The narrow question on appeal is not whether Dr. Golden is qualified as an expert regarding brain damage, but whether the trial judge abused his discretion in excluding the testimony of Dr. Golden on the particular issue in question.

Dispositive of that question is whether Dr. Golden's excluded testimony would supply specialized knowledge which would aid the jury in understanding the evidence or in determining a fact in issue. Neb.Rev. Stat. § 27-702 (Reissue 1985).

The admission or exclusion of expert testimony is within the discretion of the trial court. To obtain reversal on the grounds of the exclusion of evidence, an abuse of discretion must be shown. See, Lincoln East Bancshares v. Rierden, 225 Neb. 440, 406 N.W.2d 337 (1987); Bay v. House, 226 Neb. 521, 412 N.W.2d 466 (1987); Johannes v. McNeil Real Estate Fund VIII, 225 Neb. 283, 404 N.W.2d 424 (1987); Aetna Cas. & Surety Co. v. Nielsen, 222 Neb. 92, 382 N.W.2d 328 (1986); State v. Schenck, 222 Neb. 523, 384 N.W. 2d 642 (1986).

The trial judge found that to allow Dr. Golden's opinion testimony with respect to the cause of Sanchez' behavioral change would be to invite a jury to speculate on the testimony of an expert.

Dr. Golden was prepared to testify that one of only two probable causes existed to explain plaintiff's behavior changes. Both of these causes related to a traumatic brain injury, and both would be compensable. This court noted in Marion v. American Smelting & Refining Co., 192 Neb. 457, 460, 222 N.W.2d 366, 368-69 (1974), that "it is impossible for a reputable doctor to testify with absolute certainty that one cause and one cause alone is the reason for [a] disability. Absolute certainty is not required. Medical diagnosis is not that exact a science."

DATA LISTING -
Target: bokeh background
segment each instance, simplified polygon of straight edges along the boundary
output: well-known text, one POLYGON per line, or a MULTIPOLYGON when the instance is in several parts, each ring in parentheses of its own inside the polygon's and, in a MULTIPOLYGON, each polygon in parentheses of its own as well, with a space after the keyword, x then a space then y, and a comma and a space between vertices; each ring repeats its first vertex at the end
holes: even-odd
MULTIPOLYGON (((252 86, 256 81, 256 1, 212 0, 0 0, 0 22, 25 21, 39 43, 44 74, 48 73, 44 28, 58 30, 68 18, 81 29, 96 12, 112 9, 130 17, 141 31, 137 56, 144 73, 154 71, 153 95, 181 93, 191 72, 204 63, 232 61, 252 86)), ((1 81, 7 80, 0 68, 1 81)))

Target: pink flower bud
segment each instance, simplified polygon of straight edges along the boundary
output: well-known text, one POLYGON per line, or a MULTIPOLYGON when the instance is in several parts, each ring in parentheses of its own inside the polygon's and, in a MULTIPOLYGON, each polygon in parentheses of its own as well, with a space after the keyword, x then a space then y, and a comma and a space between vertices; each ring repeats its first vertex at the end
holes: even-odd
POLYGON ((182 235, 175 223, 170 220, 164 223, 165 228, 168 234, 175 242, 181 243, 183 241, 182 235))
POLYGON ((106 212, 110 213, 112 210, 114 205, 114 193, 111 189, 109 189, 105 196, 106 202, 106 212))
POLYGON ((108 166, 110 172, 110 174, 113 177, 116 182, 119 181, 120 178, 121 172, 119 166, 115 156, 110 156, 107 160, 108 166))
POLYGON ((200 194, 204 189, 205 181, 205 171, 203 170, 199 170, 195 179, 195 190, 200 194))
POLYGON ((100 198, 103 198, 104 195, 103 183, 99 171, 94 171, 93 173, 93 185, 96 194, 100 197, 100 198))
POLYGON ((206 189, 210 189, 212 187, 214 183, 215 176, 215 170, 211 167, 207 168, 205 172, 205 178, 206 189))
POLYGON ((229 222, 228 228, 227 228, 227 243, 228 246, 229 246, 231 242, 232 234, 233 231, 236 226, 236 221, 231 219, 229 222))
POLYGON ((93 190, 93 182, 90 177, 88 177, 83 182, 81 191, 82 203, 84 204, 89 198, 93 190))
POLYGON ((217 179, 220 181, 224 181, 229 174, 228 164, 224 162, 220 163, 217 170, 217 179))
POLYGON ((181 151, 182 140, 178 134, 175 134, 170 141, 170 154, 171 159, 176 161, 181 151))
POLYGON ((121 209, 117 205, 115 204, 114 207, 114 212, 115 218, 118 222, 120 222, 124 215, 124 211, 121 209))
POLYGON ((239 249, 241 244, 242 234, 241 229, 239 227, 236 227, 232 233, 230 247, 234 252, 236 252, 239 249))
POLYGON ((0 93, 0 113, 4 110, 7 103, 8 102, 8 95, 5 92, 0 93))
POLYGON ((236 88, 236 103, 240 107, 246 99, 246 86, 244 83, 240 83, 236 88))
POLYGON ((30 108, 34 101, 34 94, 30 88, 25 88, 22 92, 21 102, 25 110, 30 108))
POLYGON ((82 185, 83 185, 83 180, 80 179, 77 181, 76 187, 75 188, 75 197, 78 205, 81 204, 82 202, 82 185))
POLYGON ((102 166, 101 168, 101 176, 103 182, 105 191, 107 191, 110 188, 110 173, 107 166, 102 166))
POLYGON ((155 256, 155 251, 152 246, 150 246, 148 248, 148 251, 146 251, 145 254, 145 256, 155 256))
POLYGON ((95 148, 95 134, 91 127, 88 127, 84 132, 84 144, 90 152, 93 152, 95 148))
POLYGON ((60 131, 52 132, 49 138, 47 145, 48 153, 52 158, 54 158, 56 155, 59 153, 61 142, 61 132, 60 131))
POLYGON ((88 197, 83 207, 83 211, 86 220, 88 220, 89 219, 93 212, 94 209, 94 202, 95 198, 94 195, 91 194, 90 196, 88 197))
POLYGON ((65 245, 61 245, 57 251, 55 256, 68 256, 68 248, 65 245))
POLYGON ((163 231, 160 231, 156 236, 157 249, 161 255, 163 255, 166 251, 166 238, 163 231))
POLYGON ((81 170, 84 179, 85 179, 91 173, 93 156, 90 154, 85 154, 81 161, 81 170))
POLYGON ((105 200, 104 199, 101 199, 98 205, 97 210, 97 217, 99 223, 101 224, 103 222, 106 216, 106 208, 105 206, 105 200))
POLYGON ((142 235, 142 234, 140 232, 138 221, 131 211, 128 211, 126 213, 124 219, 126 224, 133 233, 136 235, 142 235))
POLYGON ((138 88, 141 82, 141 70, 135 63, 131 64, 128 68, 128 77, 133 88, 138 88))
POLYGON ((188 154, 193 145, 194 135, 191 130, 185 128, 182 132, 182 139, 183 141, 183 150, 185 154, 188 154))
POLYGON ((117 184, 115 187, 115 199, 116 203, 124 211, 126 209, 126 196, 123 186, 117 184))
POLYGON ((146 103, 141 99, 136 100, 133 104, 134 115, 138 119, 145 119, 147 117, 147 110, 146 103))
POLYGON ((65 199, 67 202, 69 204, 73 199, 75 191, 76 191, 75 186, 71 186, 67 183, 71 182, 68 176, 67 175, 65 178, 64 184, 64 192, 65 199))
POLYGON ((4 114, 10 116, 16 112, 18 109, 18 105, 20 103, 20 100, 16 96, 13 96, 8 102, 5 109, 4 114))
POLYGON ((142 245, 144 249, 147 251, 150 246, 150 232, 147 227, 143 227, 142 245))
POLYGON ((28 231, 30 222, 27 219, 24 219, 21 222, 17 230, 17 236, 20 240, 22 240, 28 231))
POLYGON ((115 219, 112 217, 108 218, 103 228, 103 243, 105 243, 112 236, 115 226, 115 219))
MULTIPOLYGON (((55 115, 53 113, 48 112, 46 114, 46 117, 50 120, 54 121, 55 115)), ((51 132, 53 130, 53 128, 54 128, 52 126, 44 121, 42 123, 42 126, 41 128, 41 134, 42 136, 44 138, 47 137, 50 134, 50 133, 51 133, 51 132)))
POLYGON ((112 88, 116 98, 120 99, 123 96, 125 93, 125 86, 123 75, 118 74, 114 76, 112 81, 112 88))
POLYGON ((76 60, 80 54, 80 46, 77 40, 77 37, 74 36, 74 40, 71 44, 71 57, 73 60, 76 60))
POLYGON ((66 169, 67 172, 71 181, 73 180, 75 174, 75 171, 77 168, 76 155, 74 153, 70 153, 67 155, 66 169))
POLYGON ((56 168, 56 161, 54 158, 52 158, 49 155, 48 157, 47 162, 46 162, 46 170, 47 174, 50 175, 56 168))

WORK TO COMPLETE - Copy out the entire court passage about excluding Dr. Golden's testimony, word for word. The lines stand apart from the court passage and are unrelated to it.

SOLUTION TO THE PROBLEM -
The narrow question on appeal is not whether Dr. Golden is qualified as an expert regarding brain damage, but whether the trial judge abused his discretion in excluding the testimony of Dr. Golden on the particular issue in question.

Dispositive of that question is whether Dr. Golden's excluded testimony would supply specialized knowledge which would aid the jury in understanding the evidence or in determining a fact in issue. Neb.Rev. Stat. § 27-702 (Reissue 1985).

The admission or exclusion of expert testimony is within the discretion of the trial court. To obtain reversal on the grounds of the exclusion of evidence, an abuse of discretion must be shown. See, Lincoln East Bancshares v. Rierden, 225 Neb. 440, 406 N.W.2d 337 (1987); Bay v. House, 226 Neb. 521, 412 N.W.2d 466 (1987); Johannes v. McNeil Real Estate Fund VIII, 225 Neb. 283, 404 N.W.2d 424 (1987); Aetna Cas. & Surety Co. v. Nielsen, 222 Neb. 92, 382 N.W.2d 328 (1986); State v. Schenck, 222 Neb. 523, 384 N.W. 2d 642 (1986).

The trial judge found that to allow Dr. Golden's opinion testimony with respect to the cause of Sanchez' behavioral change would be to invite a jury to speculate on the testimony of an expert.

Dr. Golden was prepared to testify that one of only two probable causes existed to explain plaintiff's behavior changes. Both of these causes related to a traumatic brain injury, and both would be compensable. This court noted in Marion v. American Smelting & Refining Co., 192 Neb. 457, 460, 222 N.W.2d 366, 368-69 (1974), that "it is impossible for a reputable doctor to testify with absolute certainty that one cause and one cause alone is the reason for [a] disability. Absolute certainty is not required. Medical diagnosis is not that exact a science."